- **Source passage**:
The Toronto Blue Jays were able to fill a baseball void and pique additional team interest in Buffalo by playing so-called "home" games at Sahlen Field this year.
The Toronto Raptors may have their work cut out for them to generate a similar buzz in Tampa.
With the border still closed due to the COVID-19 pandemic, several Canadian teams have had to temporarily relocate to the United States.
The MLB and MLS seasons are complete and now it's the Raptors' turn. They'll tip off their home schedule Friday night with a pre-season game against Miami at Amalie Arena.
"I wouldn't say there's a huge buzz for it," said John Mamola, program director at Tampa sports radio station WDAE. "I think there's a little bit of interest just because it is new. But I think it's more of a novelty play more than anything for residents of the Tampa Bay community."
Unlike the Blue Jays, the Raptors will at least be able to play home games in front of fans. Physically distanced seating will be in effect with 3,800 seats available for regular-season games.
That may help generate some interest in a sports market that has been spoiled in recent years.
Tampa, simply put, is football country. The NFL's Buccaneers own the sports pages, radio call-in shows and television highlight packs. College football's Florida Gators get plenty of attention too.
The Bucs appear to be playoff-bound this season and star quarterback Tom Brady's arrival has ramped up interest even more. The city is getting primed to host Super Bowl LV at Raymond James Stadium on Feb. 7.
The Tampa Bay Lightning are the reigning NHL champions entering a 2021 season that could begin in a few weeks. The Tampa Bay Rays, fresh off a World Series appearance, will begin spring training in a couple months.
A Raptors spokesperson said via email that there has been "a lot of interest" in the NBA team from local media members. The Orlando Magic are a favourite among NBA fans in the Tampa area as they're only a 90-minute drive away.
"It kind of stinks that the (Raptors in Tampa) news broke right in the middle of a Buccaneers playoff run because this is the Deep South and it is a football town," Mamola said. "We have the best quarterback in the history of the NFL playing in our backyard and he kind of hogs the spotlight.
"It was kind of cool when it got announced but really as far as conversation about the (Raptors) coming to town or anything like that — not really. It's kind of like when the Globetrotters come to town. It's kind of a novelty thing."
When the Blue Jays settled on Buffalo after exploring other American locales, they knew a solid connection was already in place. Normally home to their triple-A affiliate, several young Toronto stars rose to the big leagues after playing for the Bisons.

- **Check your understanding**:
(1) Answer these questions from the Raptors article.
(a) How many seats will be available for regular-season games?
(b) What position does John Mamola hold?
(c) Where and on what date will Super Bowl LV be held?
(2) Copy the stretch of the Raptors article from "The Bucs appear" through "Stadium on Feb. 7.", replacing "Bucs" with "Buccaneers".
The items that come next are separate material, distinct from the Raptors article.

- **Raw data**:
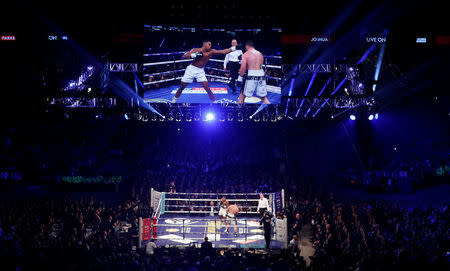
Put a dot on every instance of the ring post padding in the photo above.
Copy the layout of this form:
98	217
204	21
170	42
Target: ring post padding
163	202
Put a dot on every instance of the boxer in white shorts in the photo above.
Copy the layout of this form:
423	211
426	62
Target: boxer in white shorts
195	70
252	64
223	204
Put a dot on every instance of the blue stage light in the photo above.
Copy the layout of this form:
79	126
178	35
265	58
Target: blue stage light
210	116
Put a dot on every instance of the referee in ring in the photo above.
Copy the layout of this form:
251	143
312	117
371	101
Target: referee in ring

- **Answers by item number**:
(1)
(a) 3,800 seats.
(b) He is program director at Tampa sports radio station WDAE.
(c) At Raymond James Stadium on Feb. 7.

(2)
The Buccaneers appear to be playoff-bound this season and star quarterback Tom Brady's arrival has ramped up interest even more. The city is getting primed to host Super Bowl LV at Raymond James Stadium on Feb. 7.